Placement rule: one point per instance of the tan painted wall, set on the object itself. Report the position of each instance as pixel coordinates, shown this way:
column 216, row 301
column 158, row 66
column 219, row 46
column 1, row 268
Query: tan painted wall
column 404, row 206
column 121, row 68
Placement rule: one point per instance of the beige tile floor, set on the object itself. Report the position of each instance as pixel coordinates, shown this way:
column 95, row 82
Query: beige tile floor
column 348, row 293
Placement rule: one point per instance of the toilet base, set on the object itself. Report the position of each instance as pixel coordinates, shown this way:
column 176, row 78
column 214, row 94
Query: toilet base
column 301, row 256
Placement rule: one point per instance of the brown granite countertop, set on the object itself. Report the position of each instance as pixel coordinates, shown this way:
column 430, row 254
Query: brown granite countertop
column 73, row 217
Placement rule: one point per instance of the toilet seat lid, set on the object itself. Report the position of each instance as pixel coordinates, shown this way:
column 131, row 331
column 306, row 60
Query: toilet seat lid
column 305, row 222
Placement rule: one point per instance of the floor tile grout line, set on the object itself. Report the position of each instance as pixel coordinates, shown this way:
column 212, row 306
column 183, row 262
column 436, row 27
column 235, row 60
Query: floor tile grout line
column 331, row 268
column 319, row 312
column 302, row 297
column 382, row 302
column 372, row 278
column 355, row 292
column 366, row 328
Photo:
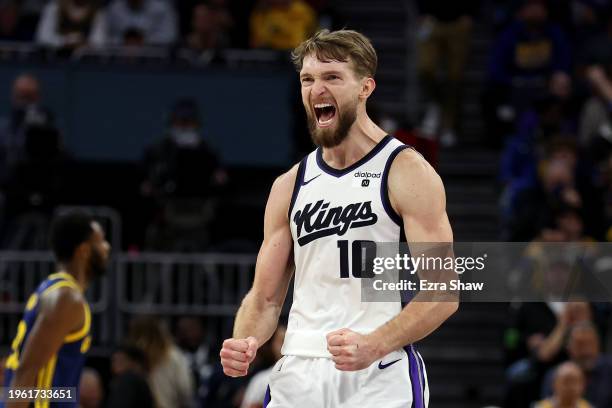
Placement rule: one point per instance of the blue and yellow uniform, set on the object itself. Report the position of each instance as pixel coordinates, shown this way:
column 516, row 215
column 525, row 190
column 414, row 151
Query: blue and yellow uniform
column 64, row 368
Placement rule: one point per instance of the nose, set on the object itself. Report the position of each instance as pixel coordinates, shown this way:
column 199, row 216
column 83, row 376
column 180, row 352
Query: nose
column 318, row 87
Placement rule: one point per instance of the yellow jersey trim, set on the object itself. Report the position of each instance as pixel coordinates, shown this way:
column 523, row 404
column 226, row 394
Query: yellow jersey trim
column 71, row 283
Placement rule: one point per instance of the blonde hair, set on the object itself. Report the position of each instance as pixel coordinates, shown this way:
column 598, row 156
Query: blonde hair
column 341, row 45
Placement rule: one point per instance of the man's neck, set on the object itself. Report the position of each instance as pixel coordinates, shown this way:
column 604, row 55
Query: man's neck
column 362, row 137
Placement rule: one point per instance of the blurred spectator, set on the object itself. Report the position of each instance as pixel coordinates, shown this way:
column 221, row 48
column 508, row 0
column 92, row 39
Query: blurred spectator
column 533, row 207
column 585, row 351
column 14, row 26
column 169, row 374
column 596, row 121
column 186, row 203
column 190, row 338
column 526, row 55
column 209, row 27
column 256, row 390
column 25, row 111
column 129, row 387
column 91, row 391
column 281, row 24
column 70, row 24
column 539, row 331
column 568, row 389
column 444, row 35
column 151, row 21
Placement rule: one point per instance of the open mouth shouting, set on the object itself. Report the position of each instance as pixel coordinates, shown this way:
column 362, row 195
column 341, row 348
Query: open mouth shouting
column 325, row 113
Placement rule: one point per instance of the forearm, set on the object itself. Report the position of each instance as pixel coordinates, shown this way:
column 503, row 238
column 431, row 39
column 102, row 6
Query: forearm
column 416, row 321
column 256, row 317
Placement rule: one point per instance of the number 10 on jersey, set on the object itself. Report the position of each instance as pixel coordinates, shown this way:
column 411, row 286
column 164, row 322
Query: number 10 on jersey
column 362, row 254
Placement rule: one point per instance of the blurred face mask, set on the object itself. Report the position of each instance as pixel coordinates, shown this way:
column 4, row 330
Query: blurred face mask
column 185, row 137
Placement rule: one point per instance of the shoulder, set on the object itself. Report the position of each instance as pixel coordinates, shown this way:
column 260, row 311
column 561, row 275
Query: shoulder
column 410, row 170
column 64, row 301
column 284, row 184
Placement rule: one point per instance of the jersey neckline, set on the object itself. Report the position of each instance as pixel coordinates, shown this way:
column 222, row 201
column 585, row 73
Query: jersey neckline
column 341, row 172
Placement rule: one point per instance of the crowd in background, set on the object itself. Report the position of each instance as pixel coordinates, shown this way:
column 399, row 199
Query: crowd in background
column 197, row 25
column 547, row 108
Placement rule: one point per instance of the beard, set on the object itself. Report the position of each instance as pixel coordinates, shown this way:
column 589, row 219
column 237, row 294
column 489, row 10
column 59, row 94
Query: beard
column 97, row 265
column 330, row 137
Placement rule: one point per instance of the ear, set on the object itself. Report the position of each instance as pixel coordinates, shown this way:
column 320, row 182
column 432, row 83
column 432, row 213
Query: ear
column 367, row 87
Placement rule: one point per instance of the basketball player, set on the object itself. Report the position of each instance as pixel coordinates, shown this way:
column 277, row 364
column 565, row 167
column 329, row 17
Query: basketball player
column 359, row 185
column 53, row 336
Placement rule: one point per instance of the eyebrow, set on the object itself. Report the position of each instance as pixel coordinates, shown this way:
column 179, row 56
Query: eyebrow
column 306, row 74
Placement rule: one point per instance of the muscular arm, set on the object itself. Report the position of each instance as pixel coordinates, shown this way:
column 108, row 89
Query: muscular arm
column 61, row 313
column 417, row 194
column 258, row 315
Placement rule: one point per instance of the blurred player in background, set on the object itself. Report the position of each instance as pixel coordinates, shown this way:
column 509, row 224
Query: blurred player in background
column 53, row 336
column 360, row 185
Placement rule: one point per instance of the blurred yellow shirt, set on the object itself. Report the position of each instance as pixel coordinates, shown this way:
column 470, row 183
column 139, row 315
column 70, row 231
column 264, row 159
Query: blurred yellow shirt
column 282, row 28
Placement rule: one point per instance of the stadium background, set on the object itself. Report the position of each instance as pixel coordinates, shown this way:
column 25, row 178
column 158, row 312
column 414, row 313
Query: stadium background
column 530, row 160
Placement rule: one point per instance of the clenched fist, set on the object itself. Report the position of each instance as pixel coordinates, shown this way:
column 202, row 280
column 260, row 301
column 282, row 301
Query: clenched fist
column 350, row 350
column 237, row 355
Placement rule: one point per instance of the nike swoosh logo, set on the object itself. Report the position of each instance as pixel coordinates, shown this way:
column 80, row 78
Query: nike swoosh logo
column 306, row 182
column 383, row 366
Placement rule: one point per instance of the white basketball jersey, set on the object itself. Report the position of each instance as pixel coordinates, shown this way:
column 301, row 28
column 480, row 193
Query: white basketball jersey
column 330, row 211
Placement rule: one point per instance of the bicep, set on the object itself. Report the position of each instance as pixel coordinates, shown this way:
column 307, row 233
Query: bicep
column 274, row 262
column 418, row 195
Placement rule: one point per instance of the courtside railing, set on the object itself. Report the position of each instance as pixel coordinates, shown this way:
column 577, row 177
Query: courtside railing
column 167, row 285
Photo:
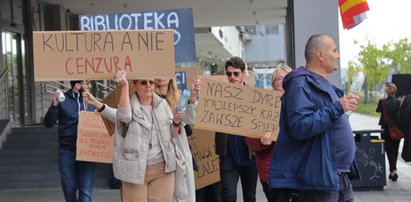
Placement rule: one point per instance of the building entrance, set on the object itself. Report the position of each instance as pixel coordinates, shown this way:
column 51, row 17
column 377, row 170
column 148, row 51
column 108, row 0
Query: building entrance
column 15, row 79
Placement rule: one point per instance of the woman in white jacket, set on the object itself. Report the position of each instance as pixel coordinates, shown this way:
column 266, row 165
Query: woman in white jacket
column 144, row 152
column 167, row 89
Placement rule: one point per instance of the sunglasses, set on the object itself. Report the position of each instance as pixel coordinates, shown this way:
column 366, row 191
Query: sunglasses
column 144, row 82
column 229, row 74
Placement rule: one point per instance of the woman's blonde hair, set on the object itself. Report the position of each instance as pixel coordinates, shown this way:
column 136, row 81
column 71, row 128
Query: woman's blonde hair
column 173, row 94
column 284, row 68
column 391, row 89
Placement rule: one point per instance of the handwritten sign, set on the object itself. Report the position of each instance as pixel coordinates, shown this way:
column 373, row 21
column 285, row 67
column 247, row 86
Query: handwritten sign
column 248, row 79
column 203, row 150
column 185, row 77
column 93, row 141
column 180, row 20
column 238, row 109
column 98, row 55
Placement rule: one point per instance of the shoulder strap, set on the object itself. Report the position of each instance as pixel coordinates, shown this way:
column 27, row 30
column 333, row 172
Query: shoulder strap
column 385, row 113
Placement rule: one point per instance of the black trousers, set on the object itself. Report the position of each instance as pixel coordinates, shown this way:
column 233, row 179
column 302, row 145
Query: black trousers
column 391, row 149
column 210, row 193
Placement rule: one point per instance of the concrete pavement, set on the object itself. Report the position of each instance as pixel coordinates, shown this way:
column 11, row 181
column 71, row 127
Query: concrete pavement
column 393, row 191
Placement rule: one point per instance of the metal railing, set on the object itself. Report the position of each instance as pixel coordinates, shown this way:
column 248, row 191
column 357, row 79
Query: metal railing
column 3, row 95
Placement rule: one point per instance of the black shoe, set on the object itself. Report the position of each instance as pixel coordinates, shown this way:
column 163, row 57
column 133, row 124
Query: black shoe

-.-.-

■ Problem requirements ■
In the listing above, find the line containing "Placement rule: one point per instance of the sunglasses, set" and the line containing "Placement rule: one point per instance of the black shoe, set", then quote both, plus every line between them, exactly as written.

■ Task response ■
Placement rule: one point per instance of the sunglasses, set on the object itself. Report the position of each instance as pixel coordinates, shown this way:
column 366, row 191
Query: sunglasses
column 144, row 82
column 229, row 74
Placement rule: one point per instance of the woman's blonde hair, set on the object itself. Report the position of each instance as pixel coordinates, shown this way:
column 136, row 81
column 71, row 128
Query: woman's blonde hair
column 173, row 94
column 284, row 68
column 391, row 89
Placement rule: one point per instance of the handwritten sign, set on the object itself. Report the position of each instance as pixel coordinates, shown this way:
column 373, row 21
column 285, row 67
column 247, row 86
Query: handwritten sign
column 248, row 79
column 203, row 150
column 185, row 77
column 93, row 141
column 180, row 20
column 238, row 109
column 98, row 55
Placement rule: one point per instance of the shoulder strap, set on the object itself. Report the position of each instance as pixel coordinates, shown this way:
column 27, row 30
column 333, row 172
Query: shoulder strap
column 385, row 113
Placement rule: one point per instance of the black trousers, set on the object itself. Report the position of each instance as pixel coordinates, shown this way:
column 233, row 179
column 302, row 145
Query: black trousers
column 391, row 149
column 210, row 193
Placement rule: one point per instance of the concrete pavement, set on the object itself. Report the position of each instance as pixel coordinates, shown this way:
column 11, row 181
column 71, row 127
Query: concrete pavement
column 393, row 191
Placement rule: one point per instance of the metal railing, set on the object itself. Report the position of each instance as pixel coordinates, shown this way:
column 248, row 191
column 357, row 79
Query: metal railing
column 3, row 95
Placement rule: one point per instance of the black shoe, set on the object itself. Report the position of each instance as pixel coordinates, shown this way:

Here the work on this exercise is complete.